Without omitting anything, retype the data that follows.

## Items from a dataset
----
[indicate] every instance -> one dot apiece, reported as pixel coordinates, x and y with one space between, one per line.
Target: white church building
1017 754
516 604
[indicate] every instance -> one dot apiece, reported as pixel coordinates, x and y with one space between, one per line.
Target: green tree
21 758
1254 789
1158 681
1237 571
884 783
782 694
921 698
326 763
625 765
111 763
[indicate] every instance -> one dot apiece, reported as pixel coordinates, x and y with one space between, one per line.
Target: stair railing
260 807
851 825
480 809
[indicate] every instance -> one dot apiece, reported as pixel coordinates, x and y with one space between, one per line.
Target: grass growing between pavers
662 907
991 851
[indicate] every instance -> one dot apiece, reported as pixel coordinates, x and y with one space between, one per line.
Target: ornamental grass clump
----
## Result of this task
[indicate] every instance -> one dot apiece, reported as pixel coordinates, x and y with one space between, one per line.
Target: white church building
1017 754
516 604
[indicate] every instance -> one dot apiece, reported as pixel coordinates, x and y with one space between, one per line.
Target: green tree
21 758
1254 789
1158 681
1237 571
884 783
782 694
921 698
326 763
625 765
111 763
[indicate] every instance -> one dot apiece, reported as pixel coordinates, x and y with one space between, one per line.
Target: stair railing
260 807
851 825
480 809
[indicate] every instance -> one dot apiece, reported as pixel coordinates, x and y with one space between, one per line.
Target: grass growing between pavers
662 907
991 851
[indicate] every instance -> one dot apiece, reported as pixel coordinates, x and y with one space between, one per line.
Target: ornamental grass clump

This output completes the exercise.